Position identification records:
%%

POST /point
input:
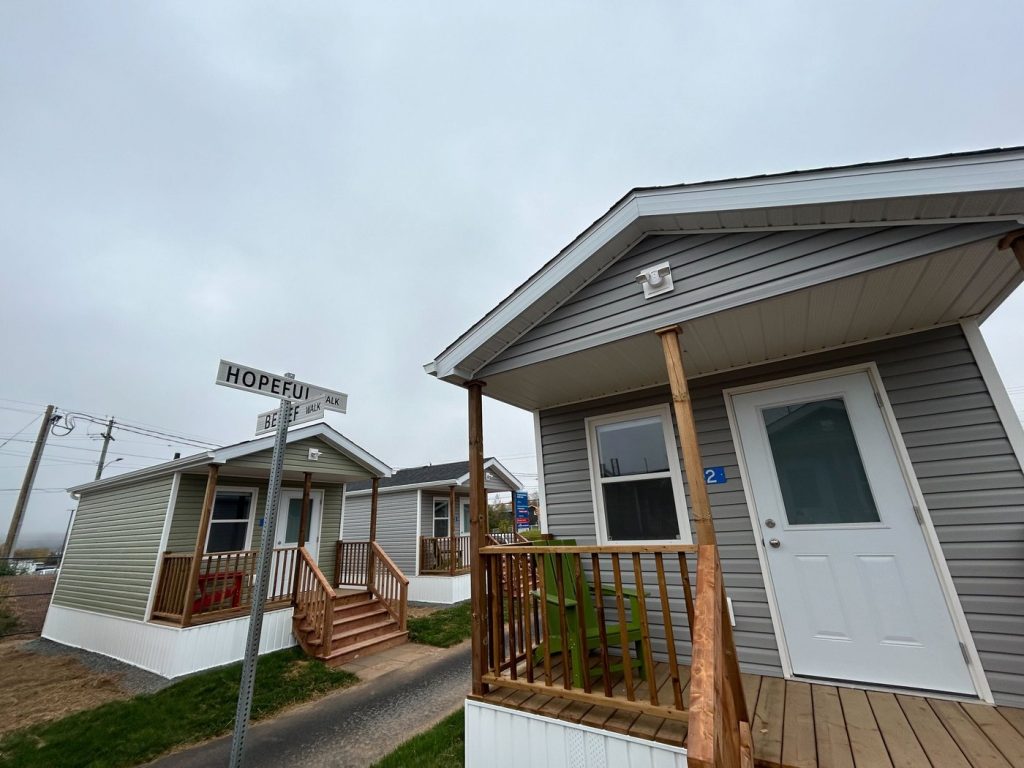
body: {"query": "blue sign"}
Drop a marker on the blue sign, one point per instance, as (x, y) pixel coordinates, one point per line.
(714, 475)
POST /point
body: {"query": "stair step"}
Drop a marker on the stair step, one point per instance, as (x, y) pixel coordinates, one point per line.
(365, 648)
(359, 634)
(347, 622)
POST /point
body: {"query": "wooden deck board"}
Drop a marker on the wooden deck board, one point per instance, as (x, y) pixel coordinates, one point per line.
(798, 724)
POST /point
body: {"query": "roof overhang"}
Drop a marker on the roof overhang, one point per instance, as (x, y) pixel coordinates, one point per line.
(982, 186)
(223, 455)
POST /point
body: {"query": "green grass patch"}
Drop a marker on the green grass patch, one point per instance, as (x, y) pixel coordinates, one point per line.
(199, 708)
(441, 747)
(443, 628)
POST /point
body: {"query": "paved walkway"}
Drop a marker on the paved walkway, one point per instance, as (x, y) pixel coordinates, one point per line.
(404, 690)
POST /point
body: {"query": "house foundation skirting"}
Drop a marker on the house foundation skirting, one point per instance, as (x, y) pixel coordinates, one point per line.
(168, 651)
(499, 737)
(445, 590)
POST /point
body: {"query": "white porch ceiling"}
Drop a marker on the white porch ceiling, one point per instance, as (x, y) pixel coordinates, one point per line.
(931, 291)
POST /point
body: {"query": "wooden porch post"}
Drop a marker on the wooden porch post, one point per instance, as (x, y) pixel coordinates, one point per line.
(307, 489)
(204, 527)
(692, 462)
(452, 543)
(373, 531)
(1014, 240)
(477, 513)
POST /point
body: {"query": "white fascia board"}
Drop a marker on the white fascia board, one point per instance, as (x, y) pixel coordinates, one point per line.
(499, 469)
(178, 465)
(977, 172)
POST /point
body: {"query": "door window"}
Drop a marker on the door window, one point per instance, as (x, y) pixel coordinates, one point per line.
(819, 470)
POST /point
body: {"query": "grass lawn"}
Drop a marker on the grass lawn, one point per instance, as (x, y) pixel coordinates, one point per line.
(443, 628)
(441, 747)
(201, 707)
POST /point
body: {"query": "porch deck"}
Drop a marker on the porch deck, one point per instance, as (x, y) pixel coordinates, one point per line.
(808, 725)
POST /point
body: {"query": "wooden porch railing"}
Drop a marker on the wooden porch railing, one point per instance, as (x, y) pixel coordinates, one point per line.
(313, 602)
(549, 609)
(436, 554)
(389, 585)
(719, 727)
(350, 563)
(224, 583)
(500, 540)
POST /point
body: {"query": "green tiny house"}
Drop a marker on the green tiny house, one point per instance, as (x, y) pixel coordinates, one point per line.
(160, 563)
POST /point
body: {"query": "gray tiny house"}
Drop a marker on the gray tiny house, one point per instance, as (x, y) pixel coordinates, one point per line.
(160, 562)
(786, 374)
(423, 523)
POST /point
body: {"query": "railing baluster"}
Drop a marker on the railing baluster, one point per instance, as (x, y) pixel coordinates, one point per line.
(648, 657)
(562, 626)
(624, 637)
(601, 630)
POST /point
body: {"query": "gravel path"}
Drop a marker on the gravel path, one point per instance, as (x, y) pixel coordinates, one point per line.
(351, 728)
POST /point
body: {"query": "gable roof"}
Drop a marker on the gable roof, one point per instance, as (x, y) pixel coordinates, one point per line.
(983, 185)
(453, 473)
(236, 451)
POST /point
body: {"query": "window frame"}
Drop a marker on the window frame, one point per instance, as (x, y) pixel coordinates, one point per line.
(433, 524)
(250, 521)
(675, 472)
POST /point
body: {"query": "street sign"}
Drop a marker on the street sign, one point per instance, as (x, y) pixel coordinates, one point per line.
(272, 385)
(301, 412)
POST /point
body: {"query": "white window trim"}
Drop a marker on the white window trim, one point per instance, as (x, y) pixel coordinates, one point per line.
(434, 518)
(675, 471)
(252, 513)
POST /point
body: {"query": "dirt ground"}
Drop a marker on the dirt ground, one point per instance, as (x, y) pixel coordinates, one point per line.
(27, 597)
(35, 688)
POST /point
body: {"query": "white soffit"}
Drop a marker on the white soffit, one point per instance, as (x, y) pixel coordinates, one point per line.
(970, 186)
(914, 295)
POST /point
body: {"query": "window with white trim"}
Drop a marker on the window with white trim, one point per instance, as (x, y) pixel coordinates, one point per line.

%%

SET TASK:
Count the lines in the listing above that contain the word "blue", and give only that number.

RESULT OF THIS EXERCISE:
2